**Aim of the exercise**
Copy each of the following items verbatim, line by line, without altering any character.

**Listed entries**
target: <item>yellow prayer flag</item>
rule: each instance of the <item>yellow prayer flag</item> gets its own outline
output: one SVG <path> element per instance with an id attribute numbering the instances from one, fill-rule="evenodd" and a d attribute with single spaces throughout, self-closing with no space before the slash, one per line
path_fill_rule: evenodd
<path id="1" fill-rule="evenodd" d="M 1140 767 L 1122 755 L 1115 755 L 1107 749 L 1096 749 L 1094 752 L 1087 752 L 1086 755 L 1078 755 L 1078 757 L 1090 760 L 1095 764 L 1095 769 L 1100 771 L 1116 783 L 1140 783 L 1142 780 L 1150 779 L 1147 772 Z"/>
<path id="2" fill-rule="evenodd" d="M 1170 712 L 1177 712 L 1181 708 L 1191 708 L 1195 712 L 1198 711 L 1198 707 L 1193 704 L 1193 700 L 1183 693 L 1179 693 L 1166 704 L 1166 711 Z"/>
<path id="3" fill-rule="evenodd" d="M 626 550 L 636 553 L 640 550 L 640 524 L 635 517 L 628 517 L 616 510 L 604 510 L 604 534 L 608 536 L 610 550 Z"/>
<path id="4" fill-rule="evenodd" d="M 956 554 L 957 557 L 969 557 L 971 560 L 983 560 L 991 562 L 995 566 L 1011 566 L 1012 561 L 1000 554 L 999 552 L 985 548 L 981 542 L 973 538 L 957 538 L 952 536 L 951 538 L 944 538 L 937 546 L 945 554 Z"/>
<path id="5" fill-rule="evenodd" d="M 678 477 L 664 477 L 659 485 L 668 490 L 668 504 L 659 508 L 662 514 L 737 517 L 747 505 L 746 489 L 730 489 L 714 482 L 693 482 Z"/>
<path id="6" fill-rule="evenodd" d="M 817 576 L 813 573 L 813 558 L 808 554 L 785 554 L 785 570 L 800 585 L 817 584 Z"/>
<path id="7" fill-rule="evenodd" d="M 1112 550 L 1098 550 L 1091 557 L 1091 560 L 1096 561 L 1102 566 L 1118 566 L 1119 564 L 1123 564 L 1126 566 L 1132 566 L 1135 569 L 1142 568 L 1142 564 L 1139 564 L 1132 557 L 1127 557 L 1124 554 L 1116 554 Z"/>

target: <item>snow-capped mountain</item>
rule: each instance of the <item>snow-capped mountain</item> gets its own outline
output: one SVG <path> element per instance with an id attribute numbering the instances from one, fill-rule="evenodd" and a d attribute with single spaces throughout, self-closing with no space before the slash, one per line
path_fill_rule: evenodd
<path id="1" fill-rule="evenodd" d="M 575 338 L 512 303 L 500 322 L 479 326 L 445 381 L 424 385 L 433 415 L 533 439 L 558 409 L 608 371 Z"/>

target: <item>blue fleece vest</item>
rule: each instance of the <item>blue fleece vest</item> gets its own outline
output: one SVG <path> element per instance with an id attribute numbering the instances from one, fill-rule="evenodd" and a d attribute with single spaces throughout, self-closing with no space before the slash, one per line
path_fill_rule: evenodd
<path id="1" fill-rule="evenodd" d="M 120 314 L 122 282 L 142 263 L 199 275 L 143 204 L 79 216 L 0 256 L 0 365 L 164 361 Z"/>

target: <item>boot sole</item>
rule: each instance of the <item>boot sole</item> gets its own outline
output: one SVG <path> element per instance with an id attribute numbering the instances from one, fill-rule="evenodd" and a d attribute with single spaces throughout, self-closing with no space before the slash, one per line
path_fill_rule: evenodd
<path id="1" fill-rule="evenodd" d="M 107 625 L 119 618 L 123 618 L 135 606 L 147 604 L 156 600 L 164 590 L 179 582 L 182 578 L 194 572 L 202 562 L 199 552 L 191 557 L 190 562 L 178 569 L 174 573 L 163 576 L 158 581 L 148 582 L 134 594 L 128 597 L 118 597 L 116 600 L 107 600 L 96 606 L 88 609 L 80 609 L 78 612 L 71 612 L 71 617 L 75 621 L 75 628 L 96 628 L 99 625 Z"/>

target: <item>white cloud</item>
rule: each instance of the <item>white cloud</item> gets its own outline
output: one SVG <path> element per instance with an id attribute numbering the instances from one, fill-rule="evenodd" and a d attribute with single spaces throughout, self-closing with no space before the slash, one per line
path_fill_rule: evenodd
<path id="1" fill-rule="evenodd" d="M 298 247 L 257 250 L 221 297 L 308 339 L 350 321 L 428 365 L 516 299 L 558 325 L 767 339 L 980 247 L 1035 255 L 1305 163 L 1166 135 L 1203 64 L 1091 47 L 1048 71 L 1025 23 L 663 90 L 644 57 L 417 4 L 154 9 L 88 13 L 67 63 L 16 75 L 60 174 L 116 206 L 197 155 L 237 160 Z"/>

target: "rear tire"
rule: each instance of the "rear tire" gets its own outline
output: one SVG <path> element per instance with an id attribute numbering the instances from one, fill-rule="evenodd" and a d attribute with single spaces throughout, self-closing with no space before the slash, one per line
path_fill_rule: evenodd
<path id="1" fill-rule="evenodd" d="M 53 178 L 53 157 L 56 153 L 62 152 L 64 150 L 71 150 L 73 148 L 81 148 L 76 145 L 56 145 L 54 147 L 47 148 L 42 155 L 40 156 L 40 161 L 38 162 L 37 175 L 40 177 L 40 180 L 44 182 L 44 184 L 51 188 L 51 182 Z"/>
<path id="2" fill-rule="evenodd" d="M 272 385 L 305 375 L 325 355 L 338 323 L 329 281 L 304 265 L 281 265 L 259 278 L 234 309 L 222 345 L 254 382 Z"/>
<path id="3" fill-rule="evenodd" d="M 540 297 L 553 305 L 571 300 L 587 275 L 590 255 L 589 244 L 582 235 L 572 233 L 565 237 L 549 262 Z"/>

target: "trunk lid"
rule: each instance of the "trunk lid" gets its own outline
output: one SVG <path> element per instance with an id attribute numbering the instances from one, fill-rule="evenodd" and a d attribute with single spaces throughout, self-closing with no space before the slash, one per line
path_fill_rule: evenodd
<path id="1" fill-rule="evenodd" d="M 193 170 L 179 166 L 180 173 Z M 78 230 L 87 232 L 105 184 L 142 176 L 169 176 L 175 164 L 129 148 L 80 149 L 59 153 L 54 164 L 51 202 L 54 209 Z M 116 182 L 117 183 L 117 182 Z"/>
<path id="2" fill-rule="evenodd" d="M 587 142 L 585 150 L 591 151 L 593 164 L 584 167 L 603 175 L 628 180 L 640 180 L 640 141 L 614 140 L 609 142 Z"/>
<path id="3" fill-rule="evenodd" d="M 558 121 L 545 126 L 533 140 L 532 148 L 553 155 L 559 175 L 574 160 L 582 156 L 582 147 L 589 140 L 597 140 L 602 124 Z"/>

**Answer**
target: <item>yellow prayer flag</item>
rule: each instance of the <item>yellow prayer flag</item> gets its own outline
output: one SVG <path> element per instance with an id attribute numbering the instances from one, fill-rule="evenodd" and a d attribute with single spaces throughout, self-closing with no space before the slash, one per line
path_fill_rule: evenodd
<path id="1" fill-rule="evenodd" d="M 1140 767 L 1122 755 L 1115 755 L 1107 749 L 1096 749 L 1094 752 L 1087 752 L 1086 755 L 1078 755 L 1078 757 L 1090 760 L 1095 764 L 1095 769 L 1100 771 L 1116 783 L 1140 783 L 1142 780 L 1150 779 L 1147 772 Z"/>
<path id="2" fill-rule="evenodd" d="M 1170 712 L 1177 712 L 1181 708 L 1191 708 L 1195 712 L 1198 711 L 1198 707 L 1193 704 L 1193 700 L 1183 693 L 1179 693 L 1166 704 L 1166 711 Z"/>
<path id="3" fill-rule="evenodd" d="M 626 550 L 636 553 L 640 550 L 640 524 L 635 517 L 628 517 L 616 510 L 604 510 L 604 534 L 608 536 L 610 550 Z"/>
<path id="4" fill-rule="evenodd" d="M 956 554 L 957 557 L 969 557 L 971 560 L 983 560 L 991 562 L 995 566 L 1011 566 L 1012 561 L 1000 554 L 999 552 L 985 548 L 981 542 L 973 538 L 957 538 L 952 536 L 951 538 L 944 538 L 937 546 L 945 554 Z"/>
<path id="5" fill-rule="evenodd" d="M 678 477 L 664 477 L 659 485 L 668 490 L 668 504 L 659 508 L 662 514 L 737 517 L 747 505 L 746 489 L 730 489 L 714 482 L 693 482 Z"/>
<path id="6" fill-rule="evenodd" d="M 817 576 L 813 573 L 813 558 L 808 554 L 785 554 L 785 570 L 800 585 L 817 584 Z"/>
<path id="7" fill-rule="evenodd" d="M 1112 550 L 1098 550 L 1091 557 L 1091 560 L 1096 561 L 1102 566 L 1118 566 L 1119 564 L 1123 564 L 1126 566 L 1132 566 L 1135 569 L 1142 568 L 1142 564 L 1139 564 L 1132 557 L 1127 557 L 1124 554 L 1116 554 Z"/>

target: <item>snow-capped mountain</item>
rule: each instance of the <item>snow-capped mountain</item> gets its own outline
output: one SVG <path> element per instance with an id attribute numbering the instances from one, fill-rule="evenodd" and a d attribute with single spaces throughout, self-closing with no space before the slash, one per line
path_fill_rule: evenodd
<path id="1" fill-rule="evenodd" d="M 575 338 L 512 303 L 500 322 L 479 326 L 445 381 L 424 385 L 433 415 L 533 439 L 558 409 L 608 371 Z"/>

target: <item>blue fleece vest</item>
rule: each instance of the <item>blue fleece vest</item> gets its own outline
output: one SVG <path> element per instance with an id attribute numbering the instances from one, fill-rule="evenodd" and a d attribute with single spaces throughout, self-closing with no space before the slash, one per line
path_fill_rule: evenodd
<path id="1" fill-rule="evenodd" d="M 120 314 L 122 282 L 142 263 L 199 275 L 143 204 L 79 216 L 0 256 L 0 365 L 164 361 Z"/>

target: <item>boot sole</item>
rule: each instance of the <item>boot sole</item> gets its own outline
output: one SVG <path> element per instance with an id attribute numbering the instances from one, fill-rule="evenodd" and a d attribute with single spaces throughout, self-closing with no space before the slash, one per line
path_fill_rule: evenodd
<path id="1" fill-rule="evenodd" d="M 107 625 L 119 618 L 123 618 L 135 606 L 147 604 L 156 600 L 164 590 L 179 582 L 182 578 L 194 572 L 202 562 L 199 552 L 191 557 L 190 562 L 178 569 L 174 573 L 163 576 L 158 581 L 148 582 L 134 594 L 128 597 L 118 597 L 116 600 L 107 600 L 96 606 L 88 609 L 80 609 L 78 612 L 71 612 L 71 617 L 75 621 L 75 628 L 96 628 L 99 625 Z"/>

target: <item>white cloud</item>
rule: each instance of the <item>white cloud</item> gets its own outline
output: one SVG <path> element per instance with an id attribute numbering the instances from one, fill-rule="evenodd" and a d attribute with single spaces throughout, self-closing with no space before the slash, one per line
path_fill_rule: evenodd
<path id="1" fill-rule="evenodd" d="M 298 247 L 257 250 L 221 297 L 308 339 L 350 321 L 428 365 L 516 299 L 558 325 L 767 339 L 980 247 L 1035 255 L 1305 163 L 1166 135 L 1203 64 L 1091 47 L 1048 71 L 1025 23 L 663 90 L 644 57 L 417 4 L 154 9 L 88 13 L 67 63 L 16 75 L 60 174 L 116 206 L 197 155 L 237 160 Z"/>

target: "rear tire"
rule: each instance of the "rear tire" gets its own outline
output: one SVG <path> element per instance with an id attribute numbering the instances from one, fill-rule="evenodd" and a d attribute with single spaces throughout, self-closing with no space before the slash, one per line
path_fill_rule: evenodd
<path id="1" fill-rule="evenodd" d="M 53 178 L 53 157 L 56 153 L 62 152 L 64 150 L 71 150 L 73 148 L 81 148 L 76 145 L 56 145 L 54 147 L 47 148 L 42 155 L 40 156 L 40 161 L 38 162 L 37 175 L 40 177 L 40 180 L 44 182 L 44 184 L 51 188 L 51 182 Z"/>
<path id="2" fill-rule="evenodd" d="M 272 385 L 305 375 L 325 355 L 338 323 L 329 281 L 304 265 L 281 265 L 259 278 L 234 309 L 222 345 L 254 382 Z"/>
<path id="3" fill-rule="evenodd" d="M 540 297 L 553 305 L 571 300 L 587 275 L 590 255 L 589 244 L 582 235 L 572 233 L 565 237 L 549 262 Z"/>

target: "trunk lid"
rule: each instance of the "trunk lid" gets its own outline
output: one SVG <path> element per instance with an id attribute numbering the instances from one, fill-rule="evenodd" and a d attribute with single spaces throughout, self-closing with no space before the slash, one per line
path_fill_rule: evenodd
<path id="1" fill-rule="evenodd" d="M 193 170 L 179 166 L 180 173 Z M 78 230 L 87 232 L 105 184 L 142 176 L 169 176 L 175 164 L 129 148 L 80 149 L 59 153 L 54 164 L 51 202 L 54 209 Z M 116 182 L 117 183 L 117 182 Z"/>
<path id="2" fill-rule="evenodd" d="M 587 142 L 585 150 L 591 151 L 593 164 L 584 167 L 603 175 L 628 180 L 640 180 L 640 141 L 614 140 L 609 142 Z"/>
<path id="3" fill-rule="evenodd" d="M 558 121 L 545 126 L 533 140 L 532 148 L 553 155 L 559 175 L 574 160 L 582 156 L 582 147 L 589 140 L 597 140 L 602 124 Z"/>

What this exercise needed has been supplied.